EXERCISE INSTRUCTIONS: Please print the source passage from "It should surely" up to and including "humans are holistic.", copying every word and punctuation mark unchanged.

Her poor reasoning comes to the fore when she discusses comparative statistics on harm caused by real medicine and alternative 'remedies':
So that risk is: 0.01/1 million for natural substances vs 1000/1 million for drugs.  In other words, the risk of lethal harm from modern medicine is 100,000 higher than that of herbal or nutritional medicine.
This beggars the basic question: which form of medicine is the least scientific?
It should surely be obvious to anyone that a remedy that does nothing is far less likely to cause harm than one that does something. There are, of course, sins of omission, so people are harmed by taking a 'remedy' that does nothing. But her statistics simply highlight that she is peddling treatments that do nothing.
Drugs constitute a one-size-fits-all model, whereas every human being is unique. Drugs that work on me may not work on you and vice versa; most drugs can’t be made smart enough to, say, slot only tab A into slot B without affecting slot C, D and E, because humans are holistic.
Yet, somehow this 'one-size-fits-all model' is fine for the companies that sell Vitamin C, herbal 'remedies' and homeopathy? Of course! By this logic she should have to send a tailored copy of WDDTY to each of her subscribers, lest she is accused of neglecting their uniqueness. She signs off:
True science seeks to drive a stake into science, particularly scientism.
Nevertheless, mainstream science, particularly mainstream medicine, has grown ever more fundamentalist, dominated by a few highly vocal people who believe that our scientific story has largely been written and that the job of science is simply to confirm it.
Thankfully, an enormous body of resistance carries on in defiance of this restricted—highly unscientific—view. May they and all the true scientists like them continue to light our way.
In fact, those who value science and the nation's well-being are trying to organize resistance to this infection; anti-biotics are being developed around the blogosphere! Check out WWDDTYDTY for analyses of WDDTY articles, and Josephine Jones is maintaining a master list of issues relating to this unfortunate publication.

Sadly for Mctaggart, as GP Margaret McCartney said:
I'm astounded that Lynne thinks this is an evidence-based publication. It's anything but. The problem with evidence is that it can tell you things that you'd rather not know. A lot of the time medicine does do harm but that's why doctors and scientists are duty-bound to put their research findings out there and to stop doing things that cause harm. What we shouldn't do is abandon medicine and the scientific method and go straight for alternative medicine with no good evidence that that works either.

RECORD EXTRACTS:

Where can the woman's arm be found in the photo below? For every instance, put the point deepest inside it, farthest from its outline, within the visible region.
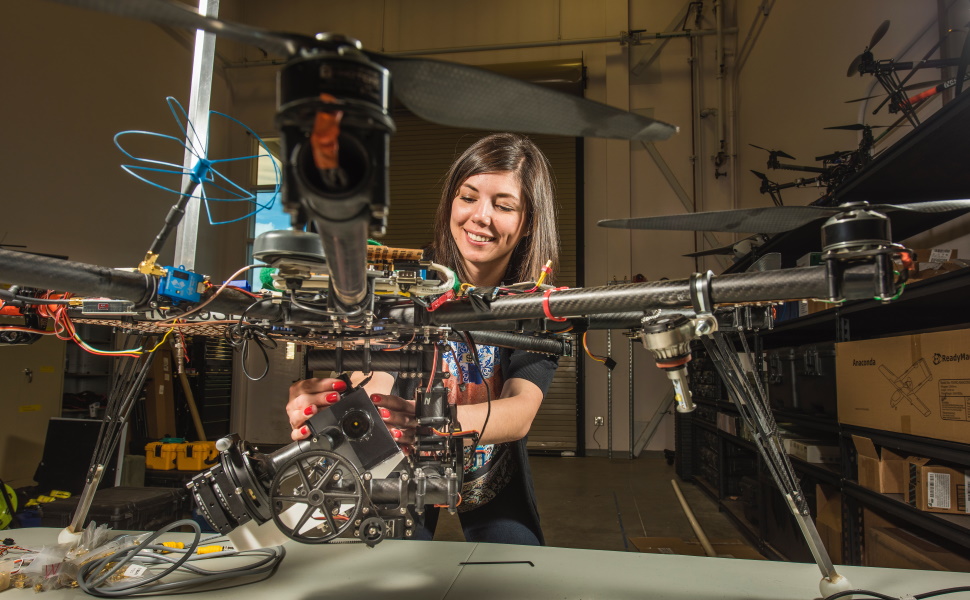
(511, 414)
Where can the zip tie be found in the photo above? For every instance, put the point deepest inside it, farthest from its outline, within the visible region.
(545, 305)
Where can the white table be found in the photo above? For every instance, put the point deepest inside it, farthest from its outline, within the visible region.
(399, 570)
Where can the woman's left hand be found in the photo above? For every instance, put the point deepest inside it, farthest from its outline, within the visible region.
(398, 416)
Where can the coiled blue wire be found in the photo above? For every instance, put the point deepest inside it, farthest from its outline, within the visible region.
(203, 172)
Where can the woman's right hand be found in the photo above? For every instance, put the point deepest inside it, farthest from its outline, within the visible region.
(307, 397)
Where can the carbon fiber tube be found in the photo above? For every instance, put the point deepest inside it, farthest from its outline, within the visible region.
(518, 341)
(83, 279)
(789, 284)
(353, 360)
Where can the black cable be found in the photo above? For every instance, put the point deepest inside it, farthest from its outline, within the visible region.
(93, 575)
(488, 392)
(243, 333)
(28, 300)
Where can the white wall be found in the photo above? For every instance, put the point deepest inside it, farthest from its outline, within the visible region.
(74, 79)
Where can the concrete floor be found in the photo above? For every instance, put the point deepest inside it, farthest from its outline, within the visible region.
(599, 503)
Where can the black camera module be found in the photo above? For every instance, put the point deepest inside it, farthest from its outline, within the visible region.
(356, 424)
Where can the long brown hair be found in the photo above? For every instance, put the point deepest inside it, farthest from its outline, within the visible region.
(496, 153)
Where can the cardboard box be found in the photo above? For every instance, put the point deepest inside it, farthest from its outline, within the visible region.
(890, 547)
(883, 472)
(915, 384)
(936, 488)
(828, 519)
(813, 451)
(723, 549)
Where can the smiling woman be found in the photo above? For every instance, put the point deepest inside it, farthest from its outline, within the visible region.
(495, 224)
(496, 220)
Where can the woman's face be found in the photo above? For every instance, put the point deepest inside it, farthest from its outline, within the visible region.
(487, 221)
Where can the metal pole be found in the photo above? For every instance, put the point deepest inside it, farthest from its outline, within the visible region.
(197, 136)
(609, 397)
(630, 372)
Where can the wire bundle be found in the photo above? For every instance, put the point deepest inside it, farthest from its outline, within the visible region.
(98, 577)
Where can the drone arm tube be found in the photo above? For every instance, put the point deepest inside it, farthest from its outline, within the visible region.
(79, 278)
(768, 286)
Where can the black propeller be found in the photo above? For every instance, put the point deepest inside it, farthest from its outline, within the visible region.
(909, 86)
(876, 36)
(771, 220)
(739, 248)
(774, 153)
(441, 92)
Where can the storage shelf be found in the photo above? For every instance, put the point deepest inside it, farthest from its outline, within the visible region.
(955, 528)
(739, 441)
(817, 422)
(825, 473)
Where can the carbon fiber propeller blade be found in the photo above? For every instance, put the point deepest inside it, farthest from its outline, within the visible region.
(440, 92)
(749, 220)
(780, 153)
(723, 250)
(856, 127)
(463, 96)
(176, 14)
(878, 34)
(777, 219)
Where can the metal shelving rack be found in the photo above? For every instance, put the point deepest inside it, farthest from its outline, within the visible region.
(936, 303)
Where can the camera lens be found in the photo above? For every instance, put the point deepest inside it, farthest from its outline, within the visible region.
(355, 424)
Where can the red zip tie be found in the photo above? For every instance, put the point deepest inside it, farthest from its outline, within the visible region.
(545, 304)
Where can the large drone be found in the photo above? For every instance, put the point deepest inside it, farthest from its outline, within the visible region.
(348, 300)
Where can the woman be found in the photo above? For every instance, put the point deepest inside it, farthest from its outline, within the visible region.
(495, 224)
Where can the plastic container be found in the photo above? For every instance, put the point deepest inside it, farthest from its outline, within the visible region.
(161, 456)
(195, 456)
(121, 508)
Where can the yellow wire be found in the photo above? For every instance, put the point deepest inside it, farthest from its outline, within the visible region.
(590, 354)
(162, 341)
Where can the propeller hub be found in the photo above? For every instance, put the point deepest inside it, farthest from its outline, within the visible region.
(856, 229)
(337, 40)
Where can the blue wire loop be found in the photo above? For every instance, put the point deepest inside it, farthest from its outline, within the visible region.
(211, 184)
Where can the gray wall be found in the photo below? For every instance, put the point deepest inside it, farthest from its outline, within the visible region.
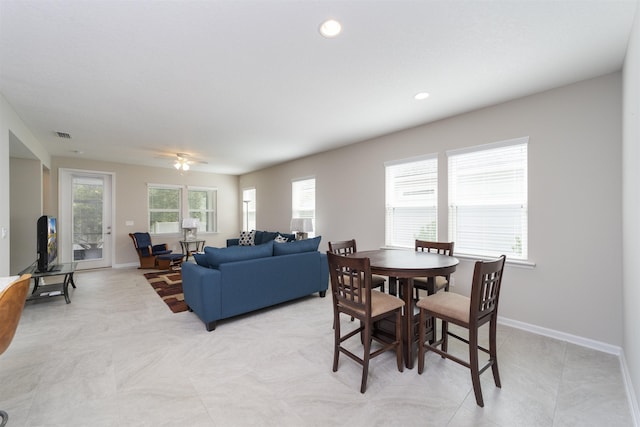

WORKED SOLUTION:
It should surely be obvious to anyone that a remedy that does nothing is far less likely to cause harm than one that does something. There are, of course, sins of omission, so people are harmed by taking a 'remedy' that does nothing. But her statistics simply highlight that she is peddling treatments that do nothing.
Drugs constitute a one-size-fits-all model, whereas every human being is unique. Drugs that work on me may not work on you and vice versa; most drugs can’t be made smart enough to, say, slot only tab A into slot B without affecting slot C, D and E, because humans are holistic.